* Set exercise
Resume the Libbey first-quarter 2010 earnings report after its last sentence, keeping the same style.

* Source excerpt
===

Libbey Inc. (NYSE Amex: LBY) announced today that sales for the first quarter of 2010 were $173.9 million, compared to $157.9 million in the first quarter of 2009, an improvement of 10.2 percent.  Libbey reported net income of $55.4 million, or $2.76 per diluted share, for the first quarter ended March 31, 2010, compared to a net loss of $27.9 million, or $1.89 per diluted share, in the prior-year quarter.  Excluding special items of $56.4 million, Libbey had a net loss of $1.0 million (see Table 1) and diluted loss per share of $0.05 for the first quarter of 2010.  The special items in the first quarter of 2010 included a gain of $70.2 million, which represented the difference between the carrying value and the face value of the Payment in Kind (PIK) notes which were redeemed in February 2010.  This gain was partially offset by the write-off of $13.4 million of unamortized fees and discounts on the refinanced floating rate senior notes and ABL credit facility and call premium payments.

First Quarter Results

For the quarter-ended March 31, 2010, sales were $173.9 million, compared to $157.9 million in the year-ago quarter.  Sales in the North American Glass segment were $120.6 million, an increase of 10.9 percent, compared to $108.7 million in the first quarter of 2009 (see Table 4).  Primary contributors to the increased sales included a 32.2 percent increase in sales of Crisa products and a 12.8 percent increase in sales to U.S. and Canadian retail customers, compared to the prior-year quarter.  Sales to U.S. and Canadian foodservice glassware customers decreased approximately 4.5 percent, partially attributable to the impact of severe winter weather in January and February.  North American Other sales were $19.6 million, compared to $21.4 million in the prior-year quarter, as shipments of Syracuse China products were off 33.4 percent, primarily due to the closure of the Syracuse China facility in April 2009 and the decision to reduce the Syracuse China product offering.  Sales of Traex products were lower by 5.6 percent versus the prior year.  Sales to World Tableware customers increased 8.1 percent during the quarter.  International segment sales increased 25.7 percent to $36.3 million, compared to $28.9 million in the year-ago quarter.  The increase in International sales was led by a 56.2 percent increase in sales at Libbey China, a 23.4 percent increase in sales to Royal Leerdam customers and a 16.1 percent sales growth at Crisal in Portugal.

===

* Listed records
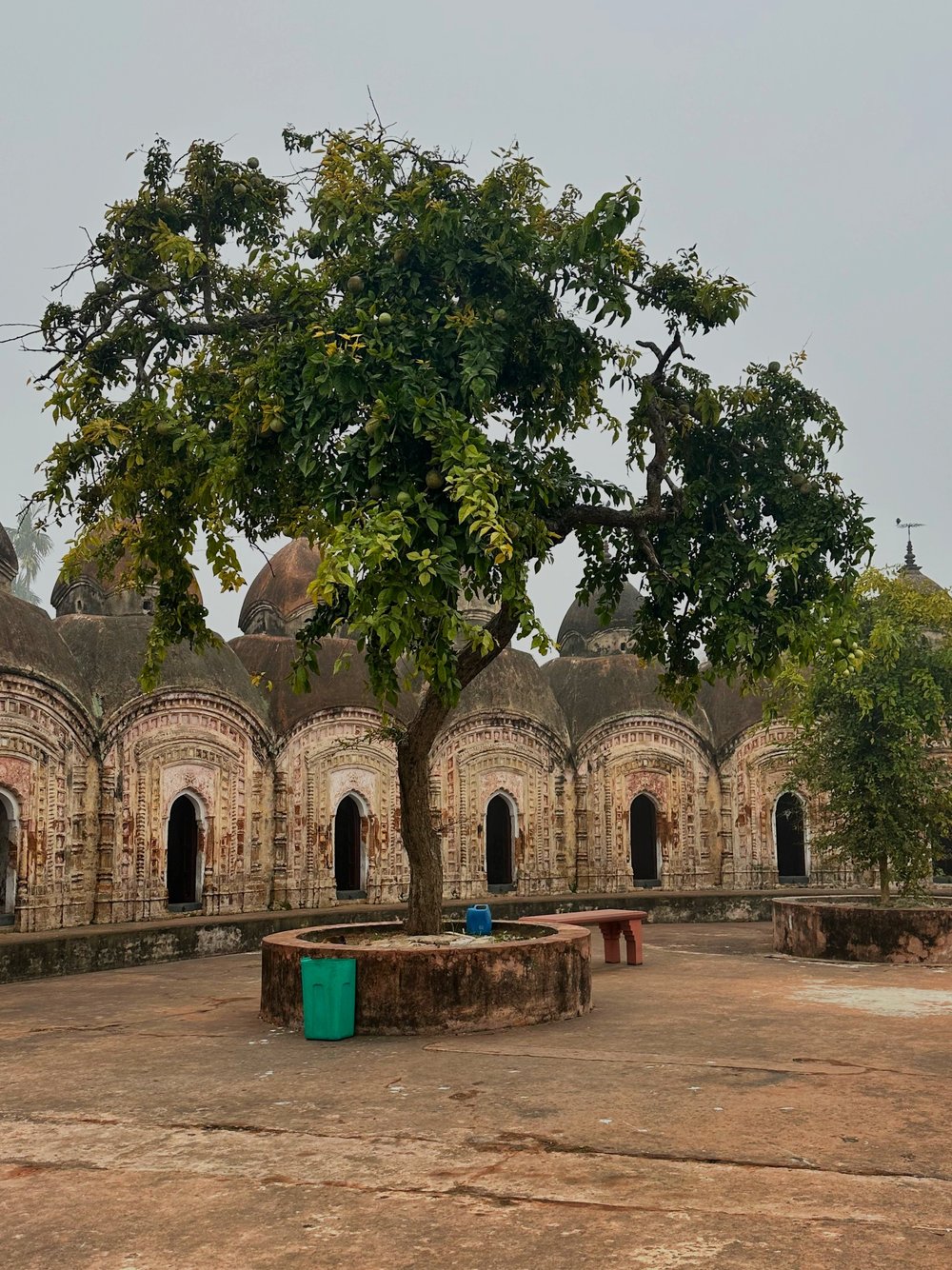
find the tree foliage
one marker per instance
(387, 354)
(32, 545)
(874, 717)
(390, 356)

===

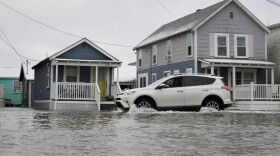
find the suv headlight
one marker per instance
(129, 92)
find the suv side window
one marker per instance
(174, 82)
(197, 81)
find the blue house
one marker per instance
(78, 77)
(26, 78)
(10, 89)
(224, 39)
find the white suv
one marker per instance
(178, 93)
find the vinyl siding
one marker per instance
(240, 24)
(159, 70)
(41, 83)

===

* Task result
The Company reported income from operations of $10.8 million during the quarter, compared to a loss from operations of $12.1 million in the year-ago quarter.  Income from operations, excluding special items (see Table 1), was $11.1 million in the first quarter of 2010, compared to a loss from operations of $7.3 million during the first quarter of 2009.  Factors contributing to the income from operations improvement (both including and excluding special items) were higher sales and higher capacity utilization, partially offset by higher selling, general and administrative expenses.

Libbey reported earnings before interest and taxes (EBIT) of $66.9 million, compared to a loss before interest and taxes of $12.1 million in the year-ago quarter.  The improved EBIT was a result of the gain on the extinguishment of debt and the increase in income from operations discussed above.  EBIT, excluding special items (see Table 1), was $10.4 million in the first quarter of 2010, compared to a loss before interest and taxes of $7.1 million during the first quarter 2009.  Adjusted EBIT (see Table 4) was $8.0 million for North American Glass, compared to a loss of $6.1 million in the year-ago quarter.  North American Other reported adjusted EBIT for the first quarter of 2010 was $3.5 million, compared to $1.3 million in the year-ago quarter.  The International segment reported an adjusted loss before interest and taxes of $1.1 million, compared to an adjusted loss before interest and taxes of $2.3 million in the first quarter of 2009.  

Libbey reported that Adjusted EBITDA (see Table 2) was $20.8 million for the first quarter, compared to $3.9 million in the first quarter of 2009.  

Interest expense decreased by $7.6 million to $9.6 million, compared to $17.2 million in the year-ago period, as a result of lower variable interest rates, lower debt levels and the impact of the debt refinancing completed in February 2010.

Libbey reported net income of $55.4 million, or $2.76 per diluted share, for the first quarter ended March 31, 2010, compared to a net loss of $27.9 million, or $1.89 per diluted share, in the prior year quarter.  Excluding special items of $56.4 million, Libbey had a net loss of $1.0 million (see Table 1) and diluted loss per share of $0.05 for the first quarter of 2010.  The special items in the first quarter of 2010 included a gain of $70.2 million, representing the difference between the carrying value and the face value of the Payment in Kind (PIK) notes which were redeemed in February 2010.  This gain was partially offset by the write-off of $13.4 million of unamortized fees and discounts on the floating rate senior notes and the ABL credit facility and call premium payments.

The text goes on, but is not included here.